--- Start of Passage to read ---

The cloud-ready fallacy
Lately, I had a discussion with an on-premises data center manager who claimed that public cloud does not leverage any cost advantages over on-premises computing. His numbers would even prove that public cloud is more expensive than the on-premises operations they offer.
His conclusion was that there is no need to use public cloud offerings at all. It would only make things more complicated, risky and expensive due to:
- Vendor lock-in
- Compliance issues
- Figuring out and setting up all the tooling, processes and regulations anew that are well-known and proven for on-premises operations
- Expensive training for all the staff in development and operations
- Unpredictable usage costs
He finished that they already provide OpenShift and Kafka in their on-premises data center. So, everything needed for cloud computing would be already in place in their private cloud – without all the imponderabilities, risks and financial disadvantages of the public cloud.
It was not the first discussion of this type, I had. I do not care so much about the motivations that particular person might have had for his claims. But I was rather surprised that such a discussion still takes place in 2021:
- Why do we still hear such arguments?
- Why are holders of such positions often still successful in their companies?
- Where is the fundamental flaw that allows such reasonings to be successful?
That made me think.
A bit later it struck me: The problem lies in the idea of being “cloud-ready”.
The company, that person was working for, had a “cloud-ready” strategy regarding cloud computing. This is a strategy that can be seen in a lot of companies that start to adopt cloud computing.
The idea basically is to build applications in a way that while running on-premises they could also be deployed to a public cloud environment. The reasoning behind that approach is that it would allow a smooth, low-risk transition to using public cloud services.
Additionally, it would leave a way back to a safe ground in case that some unexpected problem would occur in the public cloud. Finally, it would mean remaining independent from the actual public cloud provider and thus could avoid the risks of vendor lock-in, i.e, if a provider would play the lock-in card they could easily move to another provider.
On a technical level, this strategy means that all applications are limited to the infrastructure services that are also available in the on-premises data center:
- Applications typically must be able to run in virtual machines (VM) or containers.

--- End of Passage to read ---
--- Start of Material shown ---

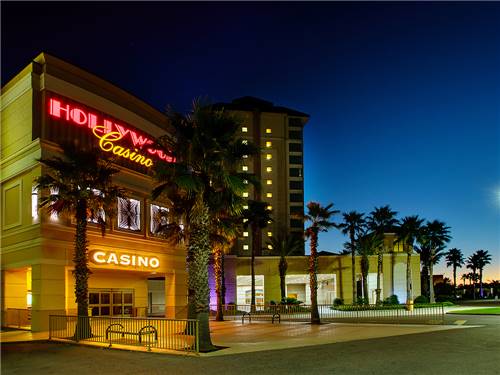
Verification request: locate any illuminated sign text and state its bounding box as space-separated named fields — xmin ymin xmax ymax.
xmin=49 ymin=98 xmax=175 ymax=166
xmin=90 ymin=250 xmax=160 ymax=268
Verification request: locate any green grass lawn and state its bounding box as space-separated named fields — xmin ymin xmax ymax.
xmin=448 ymin=307 xmax=500 ymax=315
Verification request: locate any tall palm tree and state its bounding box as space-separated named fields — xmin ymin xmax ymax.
xmin=243 ymin=200 xmax=272 ymax=311
xmin=338 ymin=211 xmax=366 ymax=304
xmin=268 ymin=228 xmax=304 ymax=301
xmin=304 ymin=202 xmax=340 ymax=324
xmin=475 ymin=250 xmax=491 ymax=298
xmin=466 ymin=253 xmax=479 ymax=299
xmin=36 ymin=144 xmax=123 ymax=339
xmin=152 ymin=101 xmax=258 ymax=351
xmin=446 ymin=247 xmax=465 ymax=296
xmin=421 ymin=220 xmax=451 ymax=303
xmin=368 ymin=205 xmax=398 ymax=304
xmin=396 ymin=215 xmax=424 ymax=305
xmin=357 ymin=232 xmax=383 ymax=304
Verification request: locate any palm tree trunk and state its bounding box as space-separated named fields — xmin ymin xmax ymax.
xmin=429 ymin=258 xmax=436 ymax=303
xmin=351 ymin=231 xmax=358 ymax=304
xmin=188 ymin=198 xmax=215 ymax=352
xmin=453 ymin=264 xmax=457 ymax=298
xmin=472 ymin=270 xmax=476 ymax=299
xmin=278 ymin=256 xmax=288 ymax=301
xmin=361 ymin=254 xmax=370 ymax=304
xmin=376 ymin=249 xmax=383 ymax=305
xmin=406 ymin=250 xmax=413 ymax=306
xmin=479 ymin=268 xmax=483 ymax=298
xmin=250 ymin=224 xmax=259 ymax=312
xmin=214 ymin=246 xmax=224 ymax=322
xmin=73 ymin=199 xmax=92 ymax=341
xmin=309 ymin=230 xmax=321 ymax=324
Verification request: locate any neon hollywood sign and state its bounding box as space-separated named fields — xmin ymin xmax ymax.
xmin=48 ymin=98 xmax=175 ymax=167
xmin=90 ymin=250 xmax=160 ymax=268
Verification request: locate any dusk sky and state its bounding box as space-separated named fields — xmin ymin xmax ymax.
xmin=1 ymin=1 xmax=500 ymax=280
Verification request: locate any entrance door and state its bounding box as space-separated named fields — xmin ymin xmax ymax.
xmin=89 ymin=289 xmax=134 ymax=316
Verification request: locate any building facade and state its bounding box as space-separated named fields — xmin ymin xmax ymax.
xmin=0 ymin=54 xmax=420 ymax=331
xmin=215 ymin=96 xmax=309 ymax=256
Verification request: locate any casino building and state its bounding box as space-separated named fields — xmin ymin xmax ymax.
xmin=1 ymin=53 xmax=186 ymax=331
xmin=0 ymin=53 xmax=420 ymax=331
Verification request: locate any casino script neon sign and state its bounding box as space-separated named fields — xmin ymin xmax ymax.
xmin=49 ymin=98 xmax=175 ymax=167
xmin=90 ymin=250 xmax=160 ymax=268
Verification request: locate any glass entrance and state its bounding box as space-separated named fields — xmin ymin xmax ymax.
xmin=89 ymin=289 xmax=134 ymax=316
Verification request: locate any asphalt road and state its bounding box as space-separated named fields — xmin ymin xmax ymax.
xmin=2 ymin=315 xmax=500 ymax=375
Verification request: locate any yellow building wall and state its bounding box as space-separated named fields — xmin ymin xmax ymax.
xmin=236 ymin=254 xmax=420 ymax=304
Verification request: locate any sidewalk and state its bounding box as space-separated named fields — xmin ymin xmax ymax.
xmin=0 ymin=321 xmax=475 ymax=357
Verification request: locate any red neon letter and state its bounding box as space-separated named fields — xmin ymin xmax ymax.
xmin=70 ymin=108 xmax=87 ymax=125
xmin=49 ymin=99 xmax=69 ymax=121
xmin=130 ymin=131 xmax=153 ymax=148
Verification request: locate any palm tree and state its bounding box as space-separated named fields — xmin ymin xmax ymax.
xmin=357 ymin=232 xmax=383 ymax=304
xmin=396 ymin=215 xmax=424 ymax=306
xmin=36 ymin=144 xmax=123 ymax=340
xmin=152 ymin=101 xmax=258 ymax=351
xmin=446 ymin=247 xmax=465 ymax=296
xmin=210 ymin=215 xmax=241 ymax=321
xmin=460 ymin=274 xmax=469 ymax=290
xmin=421 ymin=220 xmax=451 ymax=303
xmin=243 ymin=200 xmax=272 ymax=311
xmin=304 ymin=202 xmax=339 ymax=324
xmin=475 ymin=250 xmax=491 ymax=298
xmin=368 ymin=205 xmax=398 ymax=304
xmin=268 ymin=228 xmax=304 ymax=301
xmin=338 ymin=211 xmax=365 ymax=304
xmin=466 ymin=253 xmax=479 ymax=299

--- End of Material shown ---

**What to do:**
A - Answer these questions using the piece on the cloud-ready fallacy, one per line:
(i) Which two offerings does the data center manager say his on-premises data center already provides?
(ii) In what year is the writer surprised that such a discussion still takes place?
(iii) What strategy regarding cloud computing did the manager's company have?
B - Quote the part of the piece on the cloud-ready fallacy that opens with the words containing "That made me" and closes with "public cloud services.".
This data was taken from a separate source.

**Answers:**
A -
(i) OpenShift and Kafka
(ii) 2021
(iii) A "cloud-ready" strategy

B -
That made me think.
A bit later it struck me: The problem lies in the idea of being “cloud-ready”.
The company, that person was working for, had a “cloud-ready” strategy regarding cloud computing. This is a strategy that can be seen in a lot of companies that start to adopt cloud computing.
The idea basically is to build applications in a way that while running on-premises they could also be deployed to a public cloud environment. The reasoning behind that approach is that it would allow a smooth, low-risk transition to using public cloud services.